> [Exercise directions]: Rewrite the entries between the lines holding "Mark one point on each instance of the white door" and "pixel 115 9", inclusive, changing "trim" to "molding" and leaving everything else as it is. Give only those lines, and omit the pictures.

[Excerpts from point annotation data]
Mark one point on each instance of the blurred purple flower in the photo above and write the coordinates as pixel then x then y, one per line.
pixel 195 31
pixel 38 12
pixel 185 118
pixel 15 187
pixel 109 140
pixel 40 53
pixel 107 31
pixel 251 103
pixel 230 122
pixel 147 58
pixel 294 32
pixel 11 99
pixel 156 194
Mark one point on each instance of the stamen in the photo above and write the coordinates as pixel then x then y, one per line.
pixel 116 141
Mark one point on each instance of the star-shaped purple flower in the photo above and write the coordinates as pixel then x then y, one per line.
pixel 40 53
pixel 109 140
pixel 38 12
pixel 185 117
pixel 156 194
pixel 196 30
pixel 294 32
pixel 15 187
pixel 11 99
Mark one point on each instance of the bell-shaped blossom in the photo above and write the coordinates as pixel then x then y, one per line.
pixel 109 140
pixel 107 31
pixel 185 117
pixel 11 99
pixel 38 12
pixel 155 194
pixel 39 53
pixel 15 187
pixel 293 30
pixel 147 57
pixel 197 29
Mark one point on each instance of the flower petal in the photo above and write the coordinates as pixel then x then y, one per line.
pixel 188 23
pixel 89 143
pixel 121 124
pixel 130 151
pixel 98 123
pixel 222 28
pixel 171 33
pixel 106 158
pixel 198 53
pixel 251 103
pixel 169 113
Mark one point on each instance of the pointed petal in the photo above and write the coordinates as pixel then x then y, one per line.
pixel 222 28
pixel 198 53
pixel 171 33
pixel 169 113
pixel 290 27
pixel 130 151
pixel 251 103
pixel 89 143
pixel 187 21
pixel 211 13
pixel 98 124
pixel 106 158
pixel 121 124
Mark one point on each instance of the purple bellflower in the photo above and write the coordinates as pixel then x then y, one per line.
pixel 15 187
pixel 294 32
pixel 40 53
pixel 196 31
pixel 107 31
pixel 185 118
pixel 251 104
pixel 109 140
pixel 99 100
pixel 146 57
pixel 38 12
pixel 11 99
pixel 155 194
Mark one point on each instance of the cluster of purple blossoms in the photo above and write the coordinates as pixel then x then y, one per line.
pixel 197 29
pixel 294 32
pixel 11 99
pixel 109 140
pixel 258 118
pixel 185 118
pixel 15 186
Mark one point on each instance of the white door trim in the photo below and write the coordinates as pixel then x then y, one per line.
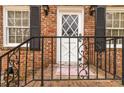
pixel 71 10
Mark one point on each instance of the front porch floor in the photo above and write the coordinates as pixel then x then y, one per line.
pixel 74 83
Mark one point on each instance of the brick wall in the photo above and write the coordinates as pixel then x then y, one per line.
pixel 49 28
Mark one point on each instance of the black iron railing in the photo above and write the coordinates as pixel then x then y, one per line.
pixel 86 58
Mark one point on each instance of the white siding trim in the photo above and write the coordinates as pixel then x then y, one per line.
pixel 5 9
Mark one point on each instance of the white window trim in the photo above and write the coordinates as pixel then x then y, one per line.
pixel 5 37
pixel 115 9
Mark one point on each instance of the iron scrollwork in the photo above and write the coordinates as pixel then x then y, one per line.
pixel 83 58
pixel 11 73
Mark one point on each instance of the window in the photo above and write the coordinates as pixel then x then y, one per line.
pixel 17 24
pixel 115 23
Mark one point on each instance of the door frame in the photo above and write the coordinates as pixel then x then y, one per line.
pixel 71 10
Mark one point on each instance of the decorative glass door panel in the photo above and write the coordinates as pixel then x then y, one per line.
pixel 69 26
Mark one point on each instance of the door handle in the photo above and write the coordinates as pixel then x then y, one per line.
pixel 80 34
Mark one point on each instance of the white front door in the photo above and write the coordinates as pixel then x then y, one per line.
pixel 69 25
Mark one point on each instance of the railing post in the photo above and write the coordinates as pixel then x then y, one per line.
pixel 0 69
pixel 42 64
pixel 122 61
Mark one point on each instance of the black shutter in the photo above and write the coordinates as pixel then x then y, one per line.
pixel 35 27
pixel 100 19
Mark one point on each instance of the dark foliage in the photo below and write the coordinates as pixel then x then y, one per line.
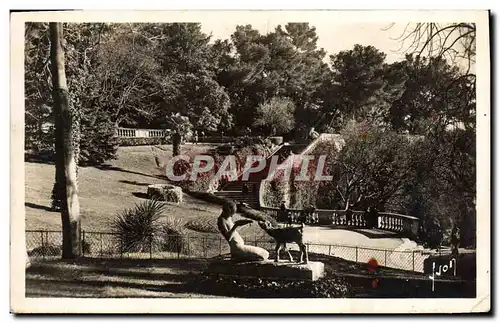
pixel 332 287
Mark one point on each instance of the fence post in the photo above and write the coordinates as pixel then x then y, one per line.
pixel 121 246
pixel 204 249
pixel 151 246
pixel 83 243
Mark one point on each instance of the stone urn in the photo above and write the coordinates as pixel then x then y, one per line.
pixel 165 192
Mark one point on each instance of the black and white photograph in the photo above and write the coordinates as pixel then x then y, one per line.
pixel 329 156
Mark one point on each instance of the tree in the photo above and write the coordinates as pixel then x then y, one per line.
pixel 454 42
pixel 372 167
pixel 66 177
pixel 276 116
pixel 362 87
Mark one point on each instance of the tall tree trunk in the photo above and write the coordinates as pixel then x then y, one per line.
pixel 66 168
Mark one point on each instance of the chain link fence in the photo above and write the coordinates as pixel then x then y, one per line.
pixel 47 244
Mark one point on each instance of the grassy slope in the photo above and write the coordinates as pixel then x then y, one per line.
pixel 105 192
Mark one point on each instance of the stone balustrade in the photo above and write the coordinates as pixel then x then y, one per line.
pixel 392 222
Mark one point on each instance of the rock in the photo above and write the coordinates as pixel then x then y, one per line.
pixel 269 269
pixel 165 192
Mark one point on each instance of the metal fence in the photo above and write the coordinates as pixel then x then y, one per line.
pixel 47 244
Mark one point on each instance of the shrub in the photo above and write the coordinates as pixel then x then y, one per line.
pixel 137 226
pixel 165 192
pixel 276 140
pixel 173 236
pixel 329 287
pixel 98 142
pixel 205 223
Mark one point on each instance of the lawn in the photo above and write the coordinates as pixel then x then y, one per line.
pixel 105 191
pixel 185 278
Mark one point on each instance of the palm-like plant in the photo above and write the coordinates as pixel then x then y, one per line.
pixel 137 226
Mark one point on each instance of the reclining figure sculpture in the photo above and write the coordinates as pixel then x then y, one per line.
pixel 239 250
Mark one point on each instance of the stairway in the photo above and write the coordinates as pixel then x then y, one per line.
pixel 234 190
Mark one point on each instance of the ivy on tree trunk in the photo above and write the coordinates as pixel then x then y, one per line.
pixel 66 187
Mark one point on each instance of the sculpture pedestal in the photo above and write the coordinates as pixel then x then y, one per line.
pixel 269 269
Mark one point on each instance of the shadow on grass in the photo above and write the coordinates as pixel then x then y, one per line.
pixel 107 167
pixel 140 195
pixel 133 183
pixel 39 207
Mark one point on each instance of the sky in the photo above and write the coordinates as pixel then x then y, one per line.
pixel 332 37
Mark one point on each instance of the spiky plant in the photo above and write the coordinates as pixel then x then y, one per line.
pixel 173 235
pixel 136 227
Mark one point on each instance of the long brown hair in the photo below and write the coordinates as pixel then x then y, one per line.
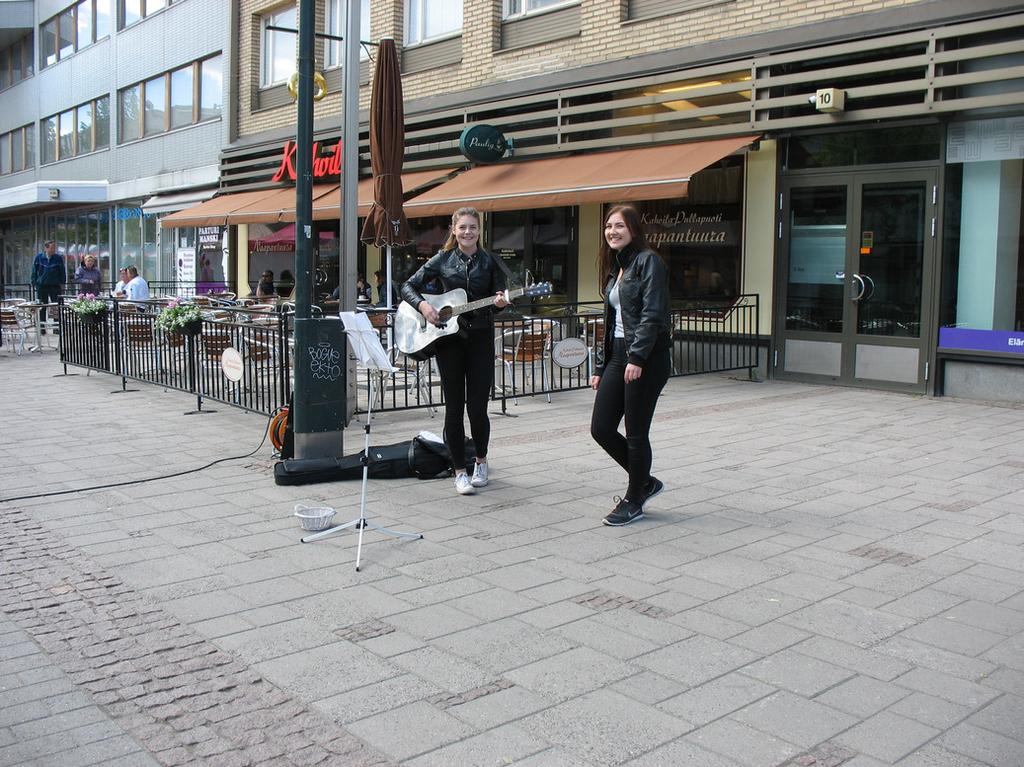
pixel 452 242
pixel 606 255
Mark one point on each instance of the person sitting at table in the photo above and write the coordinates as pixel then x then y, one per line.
pixel 136 289
pixel 382 298
pixel 363 291
pixel 265 287
pixel 87 277
pixel 119 289
pixel 48 275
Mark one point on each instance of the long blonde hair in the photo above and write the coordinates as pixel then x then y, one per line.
pixel 452 242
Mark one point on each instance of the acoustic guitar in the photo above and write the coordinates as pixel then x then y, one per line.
pixel 415 336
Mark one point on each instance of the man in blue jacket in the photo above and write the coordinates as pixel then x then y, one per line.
pixel 48 274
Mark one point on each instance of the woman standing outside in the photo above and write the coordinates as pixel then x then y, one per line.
pixel 637 355
pixel 87 275
pixel 466 358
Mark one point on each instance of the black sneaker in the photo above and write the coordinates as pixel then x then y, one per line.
pixel 654 485
pixel 625 512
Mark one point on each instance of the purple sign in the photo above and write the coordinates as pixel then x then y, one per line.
pixel 981 340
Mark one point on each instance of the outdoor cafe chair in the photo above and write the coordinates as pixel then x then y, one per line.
pixel 13 329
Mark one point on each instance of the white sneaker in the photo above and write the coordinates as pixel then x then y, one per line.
pixel 463 484
pixel 479 475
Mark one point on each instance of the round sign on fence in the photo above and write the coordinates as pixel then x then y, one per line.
pixel 230 364
pixel 569 352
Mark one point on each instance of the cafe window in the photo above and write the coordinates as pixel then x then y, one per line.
pixel 178 98
pixel 983 270
pixel 75 28
pixel 429 19
pixel 278 61
pixel 538 246
pixel 700 236
pixel 15 151
pixel 132 11
pixel 334 49
pixel 77 131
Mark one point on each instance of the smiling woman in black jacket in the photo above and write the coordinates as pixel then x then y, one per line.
pixel 637 355
pixel 465 359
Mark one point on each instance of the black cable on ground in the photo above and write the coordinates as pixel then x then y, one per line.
pixel 147 479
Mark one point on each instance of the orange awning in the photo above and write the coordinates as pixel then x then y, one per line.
pixel 648 173
pixel 214 212
pixel 276 207
pixel 329 206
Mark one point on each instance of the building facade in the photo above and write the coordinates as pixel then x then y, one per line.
pixel 112 115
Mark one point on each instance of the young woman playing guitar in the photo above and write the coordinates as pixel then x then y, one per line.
pixel 466 359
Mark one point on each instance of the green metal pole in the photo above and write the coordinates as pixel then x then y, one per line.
pixel 320 343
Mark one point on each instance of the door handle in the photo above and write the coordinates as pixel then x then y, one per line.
pixel 863 287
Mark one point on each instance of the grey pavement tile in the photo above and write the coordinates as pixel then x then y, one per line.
pixel 930 710
pixel 267 642
pixel 410 730
pixel 930 656
pixel 863 696
pixel 769 638
pixel 887 736
pixel 949 633
pixel 647 687
pixel 934 755
pixel 793 671
pixel 850 623
pixel 433 621
pixel 448 671
pixel 376 698
pixel 869 663
pixel 743 744
pixel 324 671
pixel 794 719
pixel 695 661
pixel 988 748
pixel 716 698
pixel 570 674
pixel 680 753
pixel 572 724
pixel 948 687
pixel 503 644
pixel 500 746
pixel 1005 715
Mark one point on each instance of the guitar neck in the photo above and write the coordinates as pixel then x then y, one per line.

> [Expected output]:
Mark one point on each instance of the white door molding in the photo below and write the coordinates as pixel then x then y, one per line.
pixel 71 10
Mark one point on each instance of the front porch floor in the photo above and write the coordinates as pixel then x then y, one per line.
pixel 74 83
Mark one point on each instance of the brick wall in the photo above and write the coordinates as pixel then x then y, one per line.
pixel 49 28
Mark one point on each instance of the black iron railing in the photo above and write the coordinates as pixel then x then y, one per line.
pixel 86 58
Mark one point on each instance of the white siding molding in the photo above and write the coordinates as pixel then x then y, one per line.
pixel 5 9
Mark one point on each instance of the white window molding in the photo above and write the coordinates as pixel then x then y, one per line.
pixel 5 37
pixel 115 9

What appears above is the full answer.